> AIM: Reformat all of the data below as a numbered list, omitting any blank lines.

> Items drawn from a data source:

<<<<

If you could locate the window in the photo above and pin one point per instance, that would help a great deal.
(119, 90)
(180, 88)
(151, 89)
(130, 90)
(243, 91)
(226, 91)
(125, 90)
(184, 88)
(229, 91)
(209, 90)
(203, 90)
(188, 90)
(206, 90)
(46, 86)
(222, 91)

>>>>

> CORRECT RESPONSE:
1. If you could locate the window in the photo above and pin one point per instance, that would help a great deal.
2. (119, 90)
3. (180, 88)
4. (151, 89)
5. (130, 90)
6. (243, 91)
7. (226, 91)
8. (125, 90)
9. (184, 88)
10. (229, 91)
11. (209, 90)
12. (203, 90)
13. (188, 90)
14. (206, 90)
15. (46, 86)
16. (222, 91)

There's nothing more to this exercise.